__PROVIDED DATA__
════════════════════
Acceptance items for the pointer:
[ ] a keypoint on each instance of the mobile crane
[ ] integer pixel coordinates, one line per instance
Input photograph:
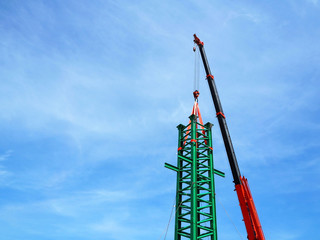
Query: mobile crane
(248, 209)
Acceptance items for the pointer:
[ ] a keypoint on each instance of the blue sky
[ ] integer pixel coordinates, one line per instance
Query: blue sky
(91, 93)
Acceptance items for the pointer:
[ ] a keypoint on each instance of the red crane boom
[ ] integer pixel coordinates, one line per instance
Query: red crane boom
(248, 209)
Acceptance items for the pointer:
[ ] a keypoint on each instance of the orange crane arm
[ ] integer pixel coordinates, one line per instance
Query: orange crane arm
(248, 209)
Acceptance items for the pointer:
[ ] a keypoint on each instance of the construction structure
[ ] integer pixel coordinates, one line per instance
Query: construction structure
(195, 197)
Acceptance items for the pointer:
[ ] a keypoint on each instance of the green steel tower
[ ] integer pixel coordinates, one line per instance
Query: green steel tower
(195, 217)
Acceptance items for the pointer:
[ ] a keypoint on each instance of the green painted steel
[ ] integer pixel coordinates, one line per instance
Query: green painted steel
(195, 217)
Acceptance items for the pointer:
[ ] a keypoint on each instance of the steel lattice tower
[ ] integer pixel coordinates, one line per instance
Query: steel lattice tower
(195, 217)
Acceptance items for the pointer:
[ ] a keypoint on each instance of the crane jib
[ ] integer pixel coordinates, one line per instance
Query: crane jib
(249, 212)
(221, 118)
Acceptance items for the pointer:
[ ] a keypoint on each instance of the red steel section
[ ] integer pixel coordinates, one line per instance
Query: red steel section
(249, 212)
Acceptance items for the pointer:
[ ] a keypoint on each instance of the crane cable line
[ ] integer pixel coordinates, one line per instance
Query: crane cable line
(196, 68)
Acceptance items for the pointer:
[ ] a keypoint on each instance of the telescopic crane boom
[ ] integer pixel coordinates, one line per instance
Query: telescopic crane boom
(249, 212)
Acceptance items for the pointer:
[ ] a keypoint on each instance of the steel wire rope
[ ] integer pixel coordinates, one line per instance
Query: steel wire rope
(229, 217)
(196, 68)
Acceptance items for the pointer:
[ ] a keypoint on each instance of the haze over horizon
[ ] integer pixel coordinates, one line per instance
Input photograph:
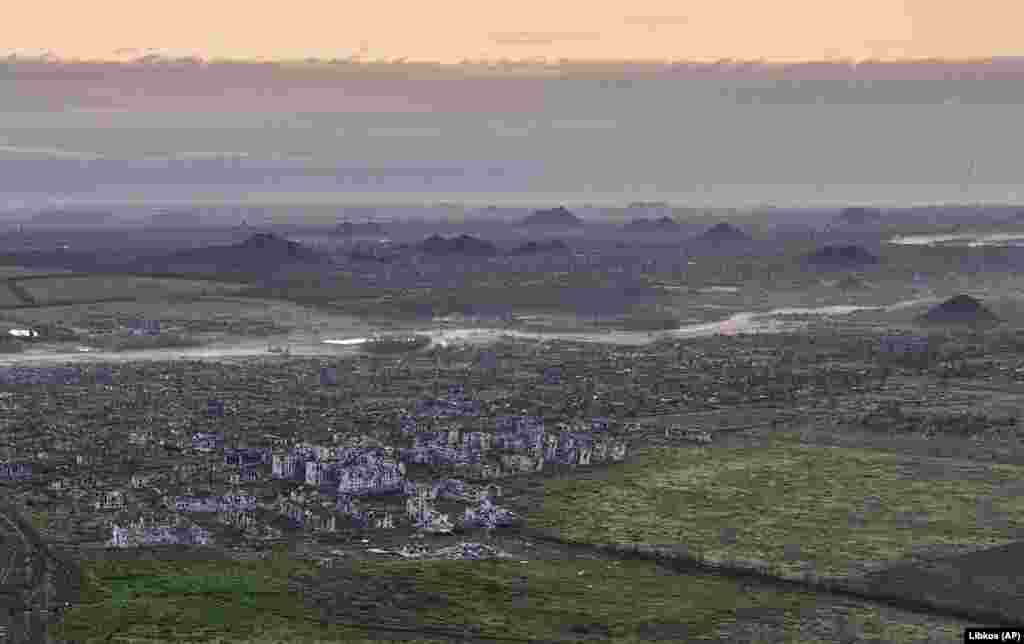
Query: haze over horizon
(152, 128)
(455, 30)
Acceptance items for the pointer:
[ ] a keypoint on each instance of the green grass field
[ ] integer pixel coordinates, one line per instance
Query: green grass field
(791, 508)
(561, 600)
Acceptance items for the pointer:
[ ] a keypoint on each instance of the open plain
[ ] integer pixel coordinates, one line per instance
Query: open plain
(694, 441)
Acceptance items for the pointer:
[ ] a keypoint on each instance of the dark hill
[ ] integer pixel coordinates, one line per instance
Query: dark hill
(532, 248)
(260, 254)
(462, 245)
(859, 216)
(665, 224)
(559, 216)
(852, 283)
(962, 309)
(724, 232)
(841, 257)
(347, 228)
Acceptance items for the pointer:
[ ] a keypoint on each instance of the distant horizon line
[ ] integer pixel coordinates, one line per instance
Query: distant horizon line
(157, 57)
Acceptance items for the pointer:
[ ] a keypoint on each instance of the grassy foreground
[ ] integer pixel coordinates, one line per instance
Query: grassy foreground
(566, 601)
(791, 508)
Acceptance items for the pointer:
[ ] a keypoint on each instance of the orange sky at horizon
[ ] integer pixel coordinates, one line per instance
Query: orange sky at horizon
(453, 30)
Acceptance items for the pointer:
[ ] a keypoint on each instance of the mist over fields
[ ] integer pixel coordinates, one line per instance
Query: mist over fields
(717, 137)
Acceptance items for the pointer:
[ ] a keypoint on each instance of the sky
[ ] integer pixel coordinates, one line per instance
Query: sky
(143, 131)
(449, 31)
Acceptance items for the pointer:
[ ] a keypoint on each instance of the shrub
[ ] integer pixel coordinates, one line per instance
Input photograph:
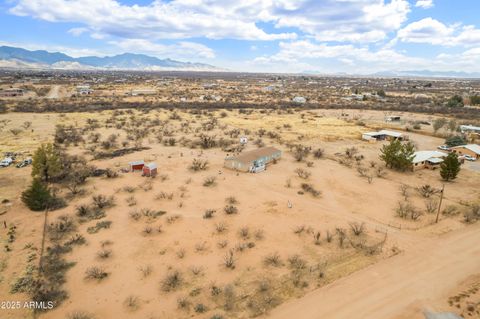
════════════════════
__OBJECTIVE__
Please go through the rows above, find every line that contains the word "green", and copy each of those lines. Case counts.

__RESPONSE BELOW__
[ ] a keypoint on each instance of the green steel tower
Query: green steel tower
[ ] a keypoint on each instance of the green painted steel
Query: green painted steel
[ ] a keypoint on each instance of the green grass field
Query: green grass field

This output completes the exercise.